The full set of entries, reproduced exactly, is the expected answer.

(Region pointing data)
###

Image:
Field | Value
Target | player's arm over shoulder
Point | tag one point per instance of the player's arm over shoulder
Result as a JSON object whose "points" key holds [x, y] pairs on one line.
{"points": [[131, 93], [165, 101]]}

###

Task result =>
Image:
Field | Value
Target | player's arm over shoulder
Point | tag one point per instance of the player's arm over shoulder
Result as a JSON object whose "points" key holds [x, y] pairs on one line.
{"points": [[131, 93], [165, 101]]}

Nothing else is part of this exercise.